**ASSIGNED TASK**
Match the word "yellow". Return each line of the data below where it appears.

Dataset records:
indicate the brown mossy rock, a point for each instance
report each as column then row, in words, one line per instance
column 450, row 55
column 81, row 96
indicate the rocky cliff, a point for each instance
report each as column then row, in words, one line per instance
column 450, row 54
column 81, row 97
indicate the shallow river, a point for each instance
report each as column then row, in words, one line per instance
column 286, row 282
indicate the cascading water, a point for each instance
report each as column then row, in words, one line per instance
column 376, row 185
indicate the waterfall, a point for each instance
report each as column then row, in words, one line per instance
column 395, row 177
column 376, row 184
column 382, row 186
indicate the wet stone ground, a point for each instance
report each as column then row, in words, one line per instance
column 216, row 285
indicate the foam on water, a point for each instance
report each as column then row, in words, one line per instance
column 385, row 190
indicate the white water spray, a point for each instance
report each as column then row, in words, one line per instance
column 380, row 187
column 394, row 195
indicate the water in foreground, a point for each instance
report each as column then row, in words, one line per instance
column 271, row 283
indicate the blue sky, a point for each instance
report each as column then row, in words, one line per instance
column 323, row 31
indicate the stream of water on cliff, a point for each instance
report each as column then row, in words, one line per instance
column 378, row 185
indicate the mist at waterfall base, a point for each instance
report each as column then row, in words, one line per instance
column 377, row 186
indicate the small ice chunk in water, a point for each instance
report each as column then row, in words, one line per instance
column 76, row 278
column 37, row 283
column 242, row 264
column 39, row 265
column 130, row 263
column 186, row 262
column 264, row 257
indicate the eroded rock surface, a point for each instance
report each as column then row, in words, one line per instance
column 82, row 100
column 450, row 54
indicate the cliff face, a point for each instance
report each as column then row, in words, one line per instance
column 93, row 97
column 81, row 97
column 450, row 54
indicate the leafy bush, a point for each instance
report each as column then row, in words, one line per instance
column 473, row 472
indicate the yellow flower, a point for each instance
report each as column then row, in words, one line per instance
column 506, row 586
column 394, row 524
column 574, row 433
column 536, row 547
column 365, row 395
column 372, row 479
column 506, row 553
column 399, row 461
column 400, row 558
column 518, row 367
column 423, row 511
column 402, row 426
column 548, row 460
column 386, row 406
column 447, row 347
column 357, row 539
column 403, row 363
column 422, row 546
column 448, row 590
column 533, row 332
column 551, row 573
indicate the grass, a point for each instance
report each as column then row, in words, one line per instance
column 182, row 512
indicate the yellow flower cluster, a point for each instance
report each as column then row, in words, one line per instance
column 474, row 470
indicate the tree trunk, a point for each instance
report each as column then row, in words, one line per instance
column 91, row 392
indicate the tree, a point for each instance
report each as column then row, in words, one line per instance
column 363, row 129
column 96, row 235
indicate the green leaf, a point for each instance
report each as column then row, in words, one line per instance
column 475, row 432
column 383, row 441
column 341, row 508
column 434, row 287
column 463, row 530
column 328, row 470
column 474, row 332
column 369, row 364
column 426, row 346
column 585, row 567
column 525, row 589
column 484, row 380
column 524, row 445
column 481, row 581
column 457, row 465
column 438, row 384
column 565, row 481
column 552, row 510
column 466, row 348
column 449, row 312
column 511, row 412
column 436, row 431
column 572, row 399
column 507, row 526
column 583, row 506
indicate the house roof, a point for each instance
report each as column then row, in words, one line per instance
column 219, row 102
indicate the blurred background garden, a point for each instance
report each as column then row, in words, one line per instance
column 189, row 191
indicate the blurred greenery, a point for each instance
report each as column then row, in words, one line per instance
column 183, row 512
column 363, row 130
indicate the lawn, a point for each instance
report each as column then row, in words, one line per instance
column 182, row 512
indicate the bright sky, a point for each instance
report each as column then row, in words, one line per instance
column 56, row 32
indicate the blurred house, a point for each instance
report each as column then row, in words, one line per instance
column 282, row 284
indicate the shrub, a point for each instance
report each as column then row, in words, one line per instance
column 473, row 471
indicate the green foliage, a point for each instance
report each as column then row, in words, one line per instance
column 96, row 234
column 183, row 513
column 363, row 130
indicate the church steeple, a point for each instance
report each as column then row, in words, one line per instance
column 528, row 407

**OUTPUT OF THE TASK**
indicate the yellow flower, a point for each instance
indicate the yellow flower cluster, a point for each instance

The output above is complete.